- [Task] Leave out the pictures and repeat the rest of the material exactly.
==== Source material ====
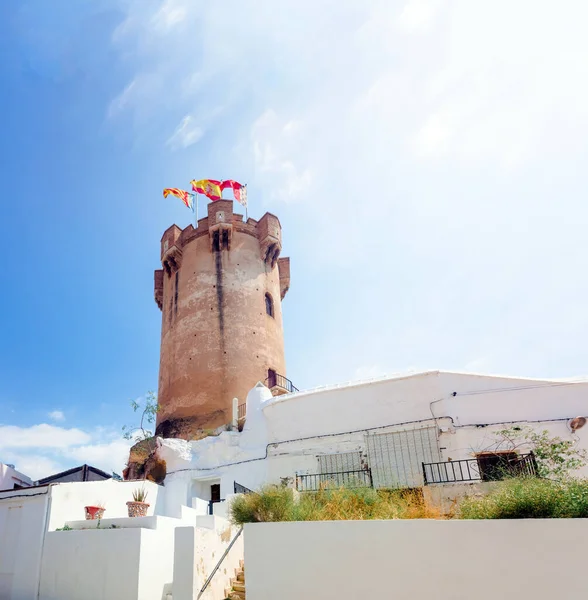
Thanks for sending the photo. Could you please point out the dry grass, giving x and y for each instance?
(274, 503)
(530, 498)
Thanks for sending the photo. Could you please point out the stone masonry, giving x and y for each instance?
(216, 290)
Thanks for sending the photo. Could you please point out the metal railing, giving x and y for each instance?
(486, 467)
(281, 381)
(346, 479)
(241, 489)
(218, 564)
(211, 504)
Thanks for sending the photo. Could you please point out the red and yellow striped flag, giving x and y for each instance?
(184, 196)
(209, 187)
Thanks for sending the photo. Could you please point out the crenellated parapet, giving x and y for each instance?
(220, 225)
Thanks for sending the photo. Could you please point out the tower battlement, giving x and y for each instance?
(220, 290)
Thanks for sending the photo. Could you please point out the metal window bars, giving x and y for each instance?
(280, 381)
(486, 467)
(241, 489)
(347, 479)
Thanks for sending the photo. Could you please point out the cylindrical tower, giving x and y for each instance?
(220, 293)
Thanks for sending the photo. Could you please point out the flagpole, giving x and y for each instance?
(196, 201)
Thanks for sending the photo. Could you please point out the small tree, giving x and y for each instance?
(148, 415)
(555, 456)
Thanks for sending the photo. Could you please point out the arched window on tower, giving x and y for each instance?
(269, 305)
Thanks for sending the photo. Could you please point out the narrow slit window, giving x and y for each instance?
(176, 293)
(269, 305)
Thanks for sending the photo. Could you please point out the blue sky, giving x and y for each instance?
(426, 160)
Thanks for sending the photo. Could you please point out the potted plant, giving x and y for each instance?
(138, 507)
(95, 511)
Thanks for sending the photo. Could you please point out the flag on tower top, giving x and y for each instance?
(184, 196)
(211, 188)
(239, 190)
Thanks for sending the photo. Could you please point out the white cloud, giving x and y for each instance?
(108, 455)
(418, 15)
(169, 15)
(186, 134)
(41, 436)
(42, 450)
(33, 465)
(119, 103)
(57, 415)
(423, 155)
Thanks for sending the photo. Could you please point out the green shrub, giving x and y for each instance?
(530, 498)
(275, 503)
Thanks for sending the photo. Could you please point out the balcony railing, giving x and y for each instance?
(485, 467)
(346, 479)
(277, 380)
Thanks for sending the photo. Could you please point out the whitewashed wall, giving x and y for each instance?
(107, 564)
(69, 499)
(409, 560)
(22, 527)
(197, 552)
(9, 477)
(284, 435)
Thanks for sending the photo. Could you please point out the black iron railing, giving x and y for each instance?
(281, 381)
(211, 504)
(346, 479)
(241, 489)
(219, 563)
(487, 466)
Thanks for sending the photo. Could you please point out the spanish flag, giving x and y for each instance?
(211, 188)
(239, 190)
(184, 196)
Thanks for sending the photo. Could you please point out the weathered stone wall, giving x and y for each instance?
(217, 340)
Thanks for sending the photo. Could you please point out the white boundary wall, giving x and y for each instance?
(417, 560)
(197, 552)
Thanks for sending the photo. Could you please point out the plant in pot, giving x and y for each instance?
(138, 507)
(94, 511)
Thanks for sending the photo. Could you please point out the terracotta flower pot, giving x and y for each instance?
(137, 509)
(94, 512)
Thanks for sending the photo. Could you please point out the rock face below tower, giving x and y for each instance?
(220, 292)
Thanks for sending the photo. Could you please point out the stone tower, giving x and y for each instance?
(220, 292)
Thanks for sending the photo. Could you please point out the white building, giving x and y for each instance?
(394, 431)
(389, 427)
(11, 479)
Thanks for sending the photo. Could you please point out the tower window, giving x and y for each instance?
(269, 305)
(176, 293)
(272, 378)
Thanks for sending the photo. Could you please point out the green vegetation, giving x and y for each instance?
(139, 434)
(555, 457)
(140, 495)
(278, 503)
(530, 498)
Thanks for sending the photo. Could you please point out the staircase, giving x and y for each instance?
(237, 591)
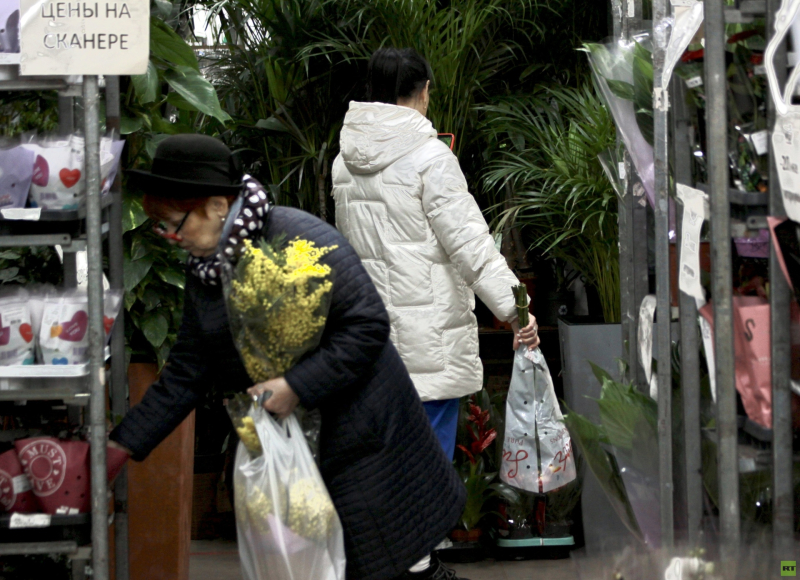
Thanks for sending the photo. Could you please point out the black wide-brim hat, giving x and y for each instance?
(187, 166)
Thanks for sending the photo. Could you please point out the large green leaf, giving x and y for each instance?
(588, 437)
(130, 125)
(155, 326)
(146, 85)
(171, 275)
(135, 271)
(197, 91)
(133, 214)
(168, 46)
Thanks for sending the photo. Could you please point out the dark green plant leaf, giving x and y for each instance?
(171, 276)
(135, 271)
(130, 125)
(133, 214)
(271, 124)
(146, 85)
(168, 46)
(155, 326)
(197, 91)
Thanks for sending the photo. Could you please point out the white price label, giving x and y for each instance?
(86, 37)
(29, 521)
(760, 141)
(694, 82)
(786, 143)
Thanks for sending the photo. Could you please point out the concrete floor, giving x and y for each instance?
(219, 560)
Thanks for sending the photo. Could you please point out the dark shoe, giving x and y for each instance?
(437, 571)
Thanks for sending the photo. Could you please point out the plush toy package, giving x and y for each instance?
(59, 180)
(63, 336)
(16, 329)
(16, 494)
(58, 472)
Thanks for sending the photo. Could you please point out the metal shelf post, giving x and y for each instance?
(780, 299)
(663, 310)
(722, 280)
(97, 404)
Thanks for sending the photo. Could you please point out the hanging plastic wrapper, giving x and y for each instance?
(695, 211)
(617, 69)
(537, 451)
(786, 133)
(286, 523)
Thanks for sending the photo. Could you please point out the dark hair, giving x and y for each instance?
(396, 73)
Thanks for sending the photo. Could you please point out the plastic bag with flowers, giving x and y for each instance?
(277, 295)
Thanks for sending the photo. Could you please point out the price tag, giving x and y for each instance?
(786, 141)
(29, 521)
(694, 82)
(760, 141)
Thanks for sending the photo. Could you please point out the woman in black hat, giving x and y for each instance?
(395, 492)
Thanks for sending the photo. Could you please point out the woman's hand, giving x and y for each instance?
(116, 445)
(283, 400)
(528, 336)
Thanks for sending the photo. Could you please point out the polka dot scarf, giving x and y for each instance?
(247, 224)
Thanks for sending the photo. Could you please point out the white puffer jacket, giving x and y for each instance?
(402, 202)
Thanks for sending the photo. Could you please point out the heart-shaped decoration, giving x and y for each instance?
(26, 332)
(69, 177)
(5, 333)
(41, 171)
(75, 329)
====
- [Response to this task]
Thanks for sending the photo. Could you please point out the dry grass, giving x and y for each instance?
(274, 503)
(530, 498)
Thanks for sending the photo. Could you please point out the stone masonry, giving x and y for each instance?
(216, 290)
Thanks for sending the photo. Could you please point out the metal railing, giving x and y for each instance?
(486, 467)
(281, 381)
(346, 479)
(241, 489)
(218, 564)
(211, 504)
Thanks for sending the photo. Could you please point out the red and yellow striped flag, giving x and y for each instance?
(184, 196)
(209, 187)
Thanks for sending the photo. Could you please point out the crenellated parapet, giving x and y for each instance?
(220, 225)
Thanks for sending the photo. Could you please point out the tower battlement, giving x and y for each instance?
(220, 290)
Thanks for sending the photo. Could you please point out the metal window bars, giving x and y for each instance?
(280, 381)
(486, 467)
(241, 489)
(347, 479)
Thanks for sending the photo. Could you please point out the cylindrical tower, giving x and y for each instance?
(220, 293)
Thanks for sending the photo. Could you please point out the flagpole, giving x and y for each instance?
(196, 201)
Thanks for sending the photo. Could you please point out the small tree, giving x and y for each instance?
(148, 415)
(555, 456)
Thanks for sending the photo. Could you please point out the arched window on tower, giving x and y for each instance?
(269, 305)
Thanks for sending the photo. Could you please point out the narrow slit window, giving x and y for each instance?
(176, 293)
(269, 305)
Thanks for sending the photo. Could you please point out the blue sky, giving x and y for each instance?
(426, 160)
Thanks for sending the photo. Could you please point out the potted plant, giving x and y for each instance?
(138, 507)
(95, 511)
Thanks for sending the photo. Could you please point out the flag on tower top, giving x and y for each instance?
(184, 196)
(211, 188)
(239, 190)
Thanks for sending the photo. Could you please point out the white cloud, giving x and y for each instance?
(108, 455)
(418, 15)
(169, 15)
(186, 134)
(41, 436)
(42, 450)
(33, 465)
(119, 103)
(57, 415)
(423, 155)
Thanks for sending the photo. Could you please point out the green shrub, giving x and y for each instance?
(530, 498)
(275, 503)
Thanks for sending the photo. Could you please point out the balcony railing, giving x and y for each instance?
(485, 467)
(346, 479)
(277, 380)
Thanks for sending the photo. Could you please point out the whitewashed wall, giving x and y for each instance?
(107, 564)
(69, 499)
(409, 560)
(22, 527)
(197, 552)
(9, 477)
(284, 435)
Thanks for sending the photo. Could you please point out the black iron railing, giving x and y for each instance?
(281, 381)
(211, 504)
(346, 479)
(241, 489)
(219, 563)
(487, 466)
Thanks for sending the photo. Could you please point out the spanish flag, giving x and y for each instance?
(211, 188)
(239, 190)
(184, 196)
Thanks for sending the photo. Could you please point out the weathered stone wall, giving x and y for each instance?
(217, 340)
Thanks for sending the photo. Could you please point out the white boundary wall, giving x and y for each instance?
(417, 560)
(197, 552)
Thanks for sending the photo. Could you please point out the plant in pot, giving x and y for each instance?
(138, 507)
(94, 511)
Thanks for sending the photo. Could you please point out the terracotta flower pot, giving x and y for each instance?
(137, 509)
(94, 512)
Thanks for sending the photo. Could you please point out the rock face below tower, giving x and y for each instance?
(220, 292)
Thanks for sending the photo. Could you please point out the stone tower, giving x and y for each instance?
(220, 292)
Thanks for sending the photo. Could you please point out the white building, giving x and y for each instance?
(394, 431)
(389, 427)
(11, 479)
Thanks for sending the photo. Could you please point out the tower window, giving x and y for each instance?
(269, 305)
(176, 293)
(272, 378)
Thanks for sending the photo. Could you please point out the green vegetation, giving x and y for each instance?
(139, 434)
(555, 457)
(140, 495)
(278, 503)
(530, 498)
Thanks for sending the photo. Could you please point out the staircase, giving x and y for each instance?
(237, 591)
Thanks for sending the photo. Could you please point out the black wide-brim hat, giving x and y for each instance?
(187, 166)
Thanks for sending the photo. Could you please point out the large green leaf, giving x and y for each instance?
(588, 437)
(130, 125)
(155, 326)
(146, 85)
(171, 275)
(135, 271)
(197, 91)
(133, 214)
(168, 46)
Thanks for sending the photo. Could you please point out the dark green plant leaf, giving x and y for each instance?
(171, 276)
(135, 271)
(130, 125)
(133, 214)
(271, 124)
(146, 85)
(168, 46)
(155, 326)
(197, 91)
Thanks for sending the photo. Could you please point out the white price label, giving x and y for each instance?
(86, 37)
(29, 521)
(760, 141)
(694, 82)
(786, 143)
Thanks for sending the photo. Could you please point out the concrete floor, giving x and y for each instance?
(219, 560)
Thanks for sending the photo. Could you please point out the dark shoe, giving x and y for each instance?
(437, 571)
Thanks for sending the photo. Could you please point out the plush toy package, giving x and y for each instance?
(59, 180)
(63, 336)
(16, 329)
(16, 494)
(58, 472)
Thanks for sending the photo. Could you please point out the metal shelf post, giving x and y for each instance?
(780, 299)
(663, 310)
(722, 280)
(97, 404)
Thanks for sending the photo. Could you please point out the hanging plastic wrapper, giving x and y for each instance?
(695, 211)
(617, 69)
(537, 451)
(786, 133)
(286, 523)
Thanks for sending the photo. Could you please point out the dark hair, giving x and y for each instance?
(396, 73)
Thanks for sending the photo. Could you please point out the plastic bag with flowers, giving x and y for each instance?
(277, 295)
Thanks for sending the photo. Could you please point out the price tag, giving x and y for each instance?
(786, 141)
(29, 521)
(694, 82)
(760, 141)
Thanks for sending the photo. Could you please point out the woman in black hat, giving x and y for each instance?
(395, 492)
Thanks for sending the photo. Could you please point out the woman's hand, giving x and y for each instance?
(116, 445)
(283, 400)
(528, 336)
Thanks for sending the photo. Could you please point out the polka dot scarf, giving x and y for each instance?
(247, 224)
Thanks for sending the photo. Could you please point out the white puffer jacket, giving x and y for each instance?
(402, 202)
Thanks for sending the photo. Could you please point out the heart-shaped decoration, giving x and y for each instance?
(26, 332)
(69, 177)
(5, 333)
(41, 171)
(75, 329)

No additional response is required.